#### PROBLEM
Rewrite the text about Mark Hogencamp, beginning at the words "Several years ago, 38" and stopping after "ever come back.". Put "unfamiliar faces" in place of "strangers".

Several years ago, 38 year-old Mark Hogencamp was attacked and beaten within an inch of his life by five men outside a bar. After nine days unconscious and thirty-one more in the hospital, Mark returned home with severe brain damage. He had to relearn how to walk, talk, write, eat, and take care of himself, all of which he did, in time. But also lost in the attack was his memory — for him, nothing before waking up in the hospital had ever happened. All friends and family were strangers. Everything was new. And none of that would ever come back.
This documentary tells the amazing story of Mark’s recovery. After being cut off prematurely from medical and psychological care due to Medicaid restrictions (he had no health insurance — p.s. ARGH!), Mark decided to continue his own therapy by creating an elaborate WWII village in his front yard, a village he named Marwencol (after Mark, Wendy, and Colleen — himself and two friends). Using GI Joe- and Barbie-type dolls, he began to dream up and then stage extremely complex stories. He would set each scene, paying attention to the most minute of details (the bend of a wrist, the setting of a bar counter, etc.), and after each scene was carefully staged, he’d take a photograph. At the end of the day, he’d have dozens of photos which, when put together, told the complete tale — kind of like a stop-action film with a lot more stops. This process helped not only with his dexterity problems, especially in his hands, but also served as a very powerful form of emotional healing as well.

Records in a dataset
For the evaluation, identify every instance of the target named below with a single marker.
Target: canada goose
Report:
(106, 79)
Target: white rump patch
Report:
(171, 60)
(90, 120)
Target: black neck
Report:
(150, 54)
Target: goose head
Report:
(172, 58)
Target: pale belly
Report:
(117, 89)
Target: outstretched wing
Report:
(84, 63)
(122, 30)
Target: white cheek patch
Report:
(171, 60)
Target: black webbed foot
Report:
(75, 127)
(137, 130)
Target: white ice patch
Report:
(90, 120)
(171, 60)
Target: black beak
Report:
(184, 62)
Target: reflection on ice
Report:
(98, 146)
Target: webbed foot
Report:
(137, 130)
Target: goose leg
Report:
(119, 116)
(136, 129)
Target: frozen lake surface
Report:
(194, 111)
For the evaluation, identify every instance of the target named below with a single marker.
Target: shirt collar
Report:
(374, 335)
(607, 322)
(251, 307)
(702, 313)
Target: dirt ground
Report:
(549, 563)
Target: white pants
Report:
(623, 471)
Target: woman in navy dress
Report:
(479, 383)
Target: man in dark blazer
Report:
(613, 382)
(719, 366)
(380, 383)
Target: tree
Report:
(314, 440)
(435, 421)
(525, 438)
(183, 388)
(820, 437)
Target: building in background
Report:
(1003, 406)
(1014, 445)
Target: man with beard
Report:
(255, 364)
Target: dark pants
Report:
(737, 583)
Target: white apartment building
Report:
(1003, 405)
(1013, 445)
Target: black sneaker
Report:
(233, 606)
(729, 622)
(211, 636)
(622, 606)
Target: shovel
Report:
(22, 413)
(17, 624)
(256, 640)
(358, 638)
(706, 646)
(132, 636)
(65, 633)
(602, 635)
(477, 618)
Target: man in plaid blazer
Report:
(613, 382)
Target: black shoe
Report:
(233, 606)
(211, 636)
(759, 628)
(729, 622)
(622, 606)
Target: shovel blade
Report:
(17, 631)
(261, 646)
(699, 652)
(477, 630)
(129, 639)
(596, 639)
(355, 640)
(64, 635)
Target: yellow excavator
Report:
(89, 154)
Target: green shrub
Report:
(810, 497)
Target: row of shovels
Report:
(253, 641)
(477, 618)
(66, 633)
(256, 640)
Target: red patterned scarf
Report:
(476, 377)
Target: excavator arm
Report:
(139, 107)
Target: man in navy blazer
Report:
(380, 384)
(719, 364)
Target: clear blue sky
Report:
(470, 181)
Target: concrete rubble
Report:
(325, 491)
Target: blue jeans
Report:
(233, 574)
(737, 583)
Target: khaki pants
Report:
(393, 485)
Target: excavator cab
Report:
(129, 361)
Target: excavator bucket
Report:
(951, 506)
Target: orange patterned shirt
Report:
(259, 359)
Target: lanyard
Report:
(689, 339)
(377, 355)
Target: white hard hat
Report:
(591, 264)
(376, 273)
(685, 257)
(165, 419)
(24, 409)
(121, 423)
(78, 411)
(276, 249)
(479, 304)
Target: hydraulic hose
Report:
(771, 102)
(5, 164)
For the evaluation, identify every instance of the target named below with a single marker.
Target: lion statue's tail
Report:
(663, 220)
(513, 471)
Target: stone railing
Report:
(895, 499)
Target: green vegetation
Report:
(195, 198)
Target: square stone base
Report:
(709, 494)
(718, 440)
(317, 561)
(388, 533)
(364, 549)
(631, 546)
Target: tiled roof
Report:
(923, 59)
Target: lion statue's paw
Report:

#### WRITTEN SOLUTION
Several years ago, 38 year-old Mark Hogencamp was attacked and beaten within an inch of his life by five men outside a bar. After nine days unconscious and thirty-one more in the hospital, Mark returned home with severe brain damage. He had to relearn how to walk, talk, write, eat, and take care of himself, all of which he did, in time. But also lost in the attack was his memory — for him, nothing before waking up in the hospital had ever happened. All friends and family were unfamiliar faces. Everything was new. And none of that would ever come back.